====== Material to process
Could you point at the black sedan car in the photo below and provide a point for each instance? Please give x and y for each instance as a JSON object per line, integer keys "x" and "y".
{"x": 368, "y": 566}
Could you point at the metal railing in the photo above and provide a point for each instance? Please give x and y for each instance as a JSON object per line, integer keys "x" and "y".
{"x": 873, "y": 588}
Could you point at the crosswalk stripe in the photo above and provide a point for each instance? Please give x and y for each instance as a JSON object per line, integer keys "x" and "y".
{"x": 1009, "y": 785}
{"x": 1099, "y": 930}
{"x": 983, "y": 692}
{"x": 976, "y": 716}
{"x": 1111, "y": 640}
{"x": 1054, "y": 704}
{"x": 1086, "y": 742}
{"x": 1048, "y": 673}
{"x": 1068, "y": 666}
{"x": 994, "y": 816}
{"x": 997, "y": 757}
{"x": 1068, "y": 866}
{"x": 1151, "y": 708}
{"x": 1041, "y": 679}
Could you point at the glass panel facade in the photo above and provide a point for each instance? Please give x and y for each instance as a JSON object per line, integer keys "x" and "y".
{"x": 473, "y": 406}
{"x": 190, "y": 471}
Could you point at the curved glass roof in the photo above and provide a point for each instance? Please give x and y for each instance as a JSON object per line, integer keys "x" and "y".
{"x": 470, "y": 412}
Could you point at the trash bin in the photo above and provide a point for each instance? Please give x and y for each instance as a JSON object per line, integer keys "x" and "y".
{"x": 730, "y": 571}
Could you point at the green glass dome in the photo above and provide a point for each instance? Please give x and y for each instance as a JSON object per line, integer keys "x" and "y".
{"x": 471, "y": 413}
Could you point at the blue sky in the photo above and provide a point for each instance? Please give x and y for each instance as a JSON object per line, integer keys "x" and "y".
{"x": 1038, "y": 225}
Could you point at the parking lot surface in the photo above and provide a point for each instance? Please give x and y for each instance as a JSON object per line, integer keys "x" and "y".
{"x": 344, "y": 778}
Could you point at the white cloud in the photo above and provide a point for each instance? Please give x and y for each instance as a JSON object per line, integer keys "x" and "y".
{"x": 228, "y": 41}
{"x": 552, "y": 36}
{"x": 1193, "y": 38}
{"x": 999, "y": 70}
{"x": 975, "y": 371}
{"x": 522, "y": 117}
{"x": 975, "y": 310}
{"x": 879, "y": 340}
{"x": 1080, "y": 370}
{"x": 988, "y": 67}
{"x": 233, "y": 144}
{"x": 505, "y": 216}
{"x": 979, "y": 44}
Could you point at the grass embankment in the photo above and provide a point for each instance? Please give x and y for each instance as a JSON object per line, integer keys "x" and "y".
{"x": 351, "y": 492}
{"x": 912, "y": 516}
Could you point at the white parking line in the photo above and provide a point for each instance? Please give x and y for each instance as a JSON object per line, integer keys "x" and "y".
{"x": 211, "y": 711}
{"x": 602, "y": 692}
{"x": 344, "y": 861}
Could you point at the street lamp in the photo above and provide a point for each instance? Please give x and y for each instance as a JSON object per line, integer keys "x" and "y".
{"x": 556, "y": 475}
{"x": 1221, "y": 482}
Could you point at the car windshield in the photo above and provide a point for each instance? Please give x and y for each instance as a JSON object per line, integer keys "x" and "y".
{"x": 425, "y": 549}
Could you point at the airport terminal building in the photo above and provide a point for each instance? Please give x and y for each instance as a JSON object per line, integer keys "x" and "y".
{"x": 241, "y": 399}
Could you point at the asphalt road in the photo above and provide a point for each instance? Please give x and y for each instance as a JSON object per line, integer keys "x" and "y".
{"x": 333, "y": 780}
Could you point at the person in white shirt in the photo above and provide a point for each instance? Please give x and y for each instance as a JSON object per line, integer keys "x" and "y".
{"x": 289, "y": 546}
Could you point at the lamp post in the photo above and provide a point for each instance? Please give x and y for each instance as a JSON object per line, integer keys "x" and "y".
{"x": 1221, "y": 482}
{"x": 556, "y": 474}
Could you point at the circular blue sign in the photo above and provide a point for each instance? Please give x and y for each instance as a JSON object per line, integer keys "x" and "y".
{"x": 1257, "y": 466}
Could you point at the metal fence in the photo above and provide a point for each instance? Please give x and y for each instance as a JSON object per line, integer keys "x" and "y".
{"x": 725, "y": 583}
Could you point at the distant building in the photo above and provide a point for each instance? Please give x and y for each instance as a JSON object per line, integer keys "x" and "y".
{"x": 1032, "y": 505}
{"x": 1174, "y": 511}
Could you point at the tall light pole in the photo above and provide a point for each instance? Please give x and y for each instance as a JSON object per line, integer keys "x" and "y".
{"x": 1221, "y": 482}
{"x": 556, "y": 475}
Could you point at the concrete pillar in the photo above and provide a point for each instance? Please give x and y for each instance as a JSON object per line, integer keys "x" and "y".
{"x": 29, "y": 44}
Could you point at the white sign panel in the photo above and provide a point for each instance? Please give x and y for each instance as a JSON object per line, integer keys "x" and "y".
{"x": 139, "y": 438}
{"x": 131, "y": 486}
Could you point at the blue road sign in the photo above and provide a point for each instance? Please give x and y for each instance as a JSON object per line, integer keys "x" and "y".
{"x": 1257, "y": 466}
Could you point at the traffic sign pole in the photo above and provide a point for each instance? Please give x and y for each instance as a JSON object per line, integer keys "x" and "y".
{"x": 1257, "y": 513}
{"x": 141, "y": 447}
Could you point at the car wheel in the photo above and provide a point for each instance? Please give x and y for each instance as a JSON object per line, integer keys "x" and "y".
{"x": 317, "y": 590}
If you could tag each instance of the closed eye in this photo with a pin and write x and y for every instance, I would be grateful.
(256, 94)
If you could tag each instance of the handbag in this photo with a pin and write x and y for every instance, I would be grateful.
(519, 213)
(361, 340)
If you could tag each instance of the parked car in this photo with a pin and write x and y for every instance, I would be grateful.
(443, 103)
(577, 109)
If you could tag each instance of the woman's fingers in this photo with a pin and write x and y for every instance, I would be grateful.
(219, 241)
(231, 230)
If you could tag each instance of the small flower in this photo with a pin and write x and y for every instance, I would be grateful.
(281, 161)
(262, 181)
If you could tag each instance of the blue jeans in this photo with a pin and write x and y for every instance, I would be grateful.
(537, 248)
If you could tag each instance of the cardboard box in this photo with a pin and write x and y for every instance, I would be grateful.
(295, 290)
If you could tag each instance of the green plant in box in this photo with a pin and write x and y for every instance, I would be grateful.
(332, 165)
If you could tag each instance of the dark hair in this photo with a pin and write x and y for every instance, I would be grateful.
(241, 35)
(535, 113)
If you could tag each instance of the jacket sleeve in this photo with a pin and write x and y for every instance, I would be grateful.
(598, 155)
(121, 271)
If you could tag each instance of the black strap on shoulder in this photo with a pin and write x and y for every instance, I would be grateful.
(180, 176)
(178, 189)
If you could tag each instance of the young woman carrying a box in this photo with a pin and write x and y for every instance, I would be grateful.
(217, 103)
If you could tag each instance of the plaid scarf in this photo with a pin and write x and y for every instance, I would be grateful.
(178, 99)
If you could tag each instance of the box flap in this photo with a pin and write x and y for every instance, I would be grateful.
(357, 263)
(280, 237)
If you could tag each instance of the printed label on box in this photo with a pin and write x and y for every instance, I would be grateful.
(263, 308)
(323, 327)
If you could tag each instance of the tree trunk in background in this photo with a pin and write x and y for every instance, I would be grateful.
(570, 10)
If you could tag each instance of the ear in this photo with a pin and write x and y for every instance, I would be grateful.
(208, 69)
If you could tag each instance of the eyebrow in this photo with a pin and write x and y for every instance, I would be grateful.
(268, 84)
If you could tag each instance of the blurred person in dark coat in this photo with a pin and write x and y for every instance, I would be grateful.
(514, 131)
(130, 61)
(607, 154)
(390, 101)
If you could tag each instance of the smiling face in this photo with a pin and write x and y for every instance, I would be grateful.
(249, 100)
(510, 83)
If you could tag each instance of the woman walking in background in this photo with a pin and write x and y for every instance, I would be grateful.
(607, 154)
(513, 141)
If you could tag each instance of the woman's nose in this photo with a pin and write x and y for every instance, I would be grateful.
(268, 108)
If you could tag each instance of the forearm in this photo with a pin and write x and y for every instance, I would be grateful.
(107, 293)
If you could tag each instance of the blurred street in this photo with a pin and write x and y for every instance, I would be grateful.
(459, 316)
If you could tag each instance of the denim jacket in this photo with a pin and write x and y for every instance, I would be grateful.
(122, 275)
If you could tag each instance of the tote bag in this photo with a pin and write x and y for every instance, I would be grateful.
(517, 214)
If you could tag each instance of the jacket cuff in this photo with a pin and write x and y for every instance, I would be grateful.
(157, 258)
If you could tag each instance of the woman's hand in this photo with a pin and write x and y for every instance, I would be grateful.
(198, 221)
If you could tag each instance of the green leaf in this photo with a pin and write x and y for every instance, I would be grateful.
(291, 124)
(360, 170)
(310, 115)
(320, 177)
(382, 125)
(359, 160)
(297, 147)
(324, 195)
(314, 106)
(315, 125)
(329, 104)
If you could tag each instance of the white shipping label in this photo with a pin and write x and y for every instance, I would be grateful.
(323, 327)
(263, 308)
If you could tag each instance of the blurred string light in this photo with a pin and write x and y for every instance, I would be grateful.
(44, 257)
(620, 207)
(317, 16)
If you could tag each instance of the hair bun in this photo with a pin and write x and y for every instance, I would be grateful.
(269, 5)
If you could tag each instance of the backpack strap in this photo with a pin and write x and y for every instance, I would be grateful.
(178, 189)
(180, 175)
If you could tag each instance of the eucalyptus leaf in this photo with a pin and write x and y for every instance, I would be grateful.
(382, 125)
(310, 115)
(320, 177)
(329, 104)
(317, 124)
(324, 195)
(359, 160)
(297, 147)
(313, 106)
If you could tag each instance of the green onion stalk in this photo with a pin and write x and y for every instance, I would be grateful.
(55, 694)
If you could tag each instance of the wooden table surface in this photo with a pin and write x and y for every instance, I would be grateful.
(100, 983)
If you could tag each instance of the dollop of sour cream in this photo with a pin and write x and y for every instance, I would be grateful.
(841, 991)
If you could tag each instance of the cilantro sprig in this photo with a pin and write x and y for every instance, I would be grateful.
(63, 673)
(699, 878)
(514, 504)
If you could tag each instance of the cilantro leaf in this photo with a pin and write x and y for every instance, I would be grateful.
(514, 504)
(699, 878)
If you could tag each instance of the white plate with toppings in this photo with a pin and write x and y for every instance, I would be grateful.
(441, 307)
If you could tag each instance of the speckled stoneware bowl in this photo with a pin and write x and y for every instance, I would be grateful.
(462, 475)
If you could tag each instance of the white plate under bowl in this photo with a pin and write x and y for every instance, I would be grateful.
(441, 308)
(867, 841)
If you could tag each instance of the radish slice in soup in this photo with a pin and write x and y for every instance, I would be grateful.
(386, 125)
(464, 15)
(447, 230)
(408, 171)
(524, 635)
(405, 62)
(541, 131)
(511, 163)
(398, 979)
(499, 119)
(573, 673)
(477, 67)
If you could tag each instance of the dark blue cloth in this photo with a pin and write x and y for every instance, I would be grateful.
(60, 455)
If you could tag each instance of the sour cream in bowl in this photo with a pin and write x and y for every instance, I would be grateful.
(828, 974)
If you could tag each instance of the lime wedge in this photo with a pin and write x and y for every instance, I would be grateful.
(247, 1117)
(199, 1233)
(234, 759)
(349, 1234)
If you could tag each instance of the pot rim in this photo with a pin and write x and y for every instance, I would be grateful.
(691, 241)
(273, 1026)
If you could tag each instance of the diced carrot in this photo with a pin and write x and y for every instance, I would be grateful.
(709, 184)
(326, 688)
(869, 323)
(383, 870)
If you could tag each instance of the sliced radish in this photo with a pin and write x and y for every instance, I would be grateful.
============
Work required — With the line containing "If you could tag each instance of the pot" as the first and the last line of the records as the final one, print exactly the lines in that span.

Result below —
If you could tag each instance of the pot rim in this photo with a pin and write x and y for every instance, I would be grateful.
(691, 241)
(273, 1026)
If you could tag each instance of the diced carrot in this photo with a pin and write x and y for every instance, I would be grateful.
(709, 184)
(326, 688)
(869, 323)
(383, 870)
If you could tag each instance of the sliced radish in this photo with a pin and write x and y for every instance, I would be grateful.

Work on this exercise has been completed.